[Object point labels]
^^^^^^^^^^^^^^^^
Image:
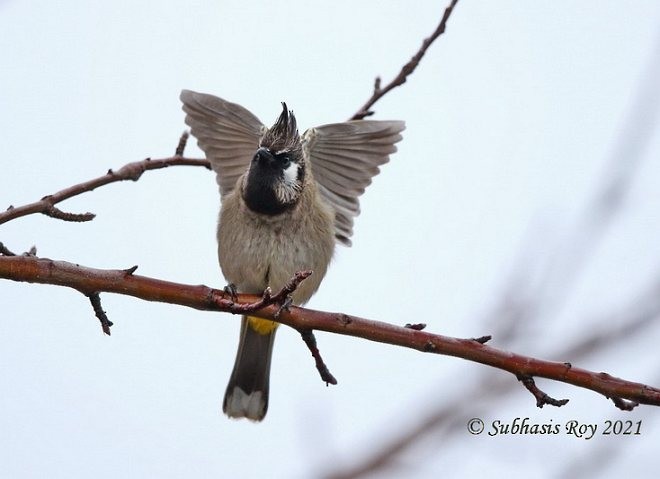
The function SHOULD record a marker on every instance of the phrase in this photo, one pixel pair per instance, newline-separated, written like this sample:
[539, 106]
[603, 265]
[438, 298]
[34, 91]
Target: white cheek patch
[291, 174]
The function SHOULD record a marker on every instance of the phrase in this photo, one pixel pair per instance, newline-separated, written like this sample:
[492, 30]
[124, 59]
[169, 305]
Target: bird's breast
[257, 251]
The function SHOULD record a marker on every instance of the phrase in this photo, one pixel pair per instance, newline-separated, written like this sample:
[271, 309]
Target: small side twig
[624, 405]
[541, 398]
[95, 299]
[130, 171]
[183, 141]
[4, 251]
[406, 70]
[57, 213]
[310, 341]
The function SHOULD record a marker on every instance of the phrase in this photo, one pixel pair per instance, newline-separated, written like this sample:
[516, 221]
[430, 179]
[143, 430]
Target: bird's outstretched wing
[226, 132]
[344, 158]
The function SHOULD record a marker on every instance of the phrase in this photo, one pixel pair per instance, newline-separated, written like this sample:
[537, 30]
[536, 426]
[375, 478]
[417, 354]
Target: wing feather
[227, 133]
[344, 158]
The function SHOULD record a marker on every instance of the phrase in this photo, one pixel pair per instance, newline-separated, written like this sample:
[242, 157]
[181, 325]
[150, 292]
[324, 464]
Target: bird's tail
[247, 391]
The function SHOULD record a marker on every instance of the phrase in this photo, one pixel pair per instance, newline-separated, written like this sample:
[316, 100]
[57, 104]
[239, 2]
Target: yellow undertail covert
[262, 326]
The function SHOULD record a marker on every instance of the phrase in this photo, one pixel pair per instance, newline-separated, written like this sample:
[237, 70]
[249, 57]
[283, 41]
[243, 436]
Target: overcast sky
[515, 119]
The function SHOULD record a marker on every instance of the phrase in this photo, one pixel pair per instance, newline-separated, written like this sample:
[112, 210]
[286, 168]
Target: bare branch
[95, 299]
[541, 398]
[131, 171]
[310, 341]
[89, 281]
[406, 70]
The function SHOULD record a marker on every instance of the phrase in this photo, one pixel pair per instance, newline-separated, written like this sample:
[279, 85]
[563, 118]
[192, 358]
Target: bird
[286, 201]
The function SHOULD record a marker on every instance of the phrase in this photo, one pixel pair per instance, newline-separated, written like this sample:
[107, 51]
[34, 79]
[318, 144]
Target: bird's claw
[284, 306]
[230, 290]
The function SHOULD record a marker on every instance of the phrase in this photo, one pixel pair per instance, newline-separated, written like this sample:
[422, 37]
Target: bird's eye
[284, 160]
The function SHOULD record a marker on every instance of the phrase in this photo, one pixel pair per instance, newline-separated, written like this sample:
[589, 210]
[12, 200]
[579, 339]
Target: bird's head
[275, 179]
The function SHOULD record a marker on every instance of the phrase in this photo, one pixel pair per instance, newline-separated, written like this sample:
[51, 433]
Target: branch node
^^^^^^^^^^^^^^^^
Reproduce all of the material exactly, apart from the pictures.

## SOLUTION TO THIS EXERCISE
Image:
The function SHOULD record a marker on every instance of the phrase in this photo, one pixel pair per instance, newline-separated, written like this sample:
[539, 106]
[603, 265]
[438, 298]
[34, 91]
Target: white cheek patch
[291, 174]
The function SHOULD record a marker on every instance of the phrase in this photo, one pixel pair per instance, newline-separated, written like this sample:
[492, 30]
[124, 59]
[169, 305]
Target: bird's breast
[257, 251]
The function SHOULD record a marker on every instance of the phrase in this photo, one pixel pair per instance, newline-separated, written like this sample:
[271, 309]
Target: small side twig
[624, 405]
[541, 398]
[95, 299]
[130, 171]
[183, 141]
[4, 251]
[406, 70]
[57, 213]
[310, 341]
The function SHOULD record a marker on every instance of the phrase in this photo, one pixel pair per instance, newline-separated, written like this sample:
[516, 221]
[430, 179]
[143, 430]
Target: bird's outstretched wing
[226, 132]
[344, 158]
The function SHOULD record a marker on every instance of the phrase in this photo, one pixel pair per instance, newline-separated, written like this sample:
[537, 30]
[536, 426]
[375, 478]
[417, 354]
Target: wing feather
[227, 133]
[344, 158]
The function SHOULD record a marker on every instance of the phrase in this photo, one pixel pair per instance, newline-separated, written like this sample:
[242, 157]
[181, 325]
[150, 292]
[324, 464]
Target: bird's tail
[247, 391]
The function SHOULD record a marker on every instance of the phrase in this photo, one pixel pair per instance, newline-separated, written like this sample:
[316, 100]
[57, 104]
[239, 2]
Target: yellow undertail covert
[262, 326]
The function SHOULD record a marker on every instance of the phrase in this photo, one pixel pair per instance, newline-separated, written like this sample:
[237, 70]
[249, 57]
[283, 41]
[243, 436]
Target: overcast sky
[515, 119]
The function SHOULD record a marker on every instance of the phrase in this photo, one pixel pair per instance, newline-separated, written like this sample:
[112, 210]
[286, 168]
Target: bare branch
[95, 299]
[541, 398]
[131, 171]
[310, 341]
[89, 281]
[406, 70]
The function SHOULD record a marker on every instance of the phrase in this photo, one pixel pair per instance, newline-separated, written like this sample:
[279, 85]
[563, 118]
[192, 358]
Target: bird
[286, 201]
The function SHOULD record a marker on every instance of the phrase in this photo, one pixel pair per instance, newline-separated, written like this sample:
[107, 51]
[34, 79]
[318, 144]
Target: bird's claw
[284, 306]
[230, 290]
The function SHOULD record a marker on every instance of the phrase in this photo, one pixel pair per instance, newline-separated, written like this sample:
[422, 37]
Target: bird's eye
[284, 160]
The function SHOULD record a marker on every instance of the phrase in this photo, one pixel pair per instance, newline-separated, written like this sample:
[589, 210]
[12, 200]
[579, 339]
Target: bird's head
[275, 179]
The function SHOULD record a marker on every instance of the phrase in this photo, one pixel pair per instance, newline-separated, written like this sample:
[51, 433]
Target: branch node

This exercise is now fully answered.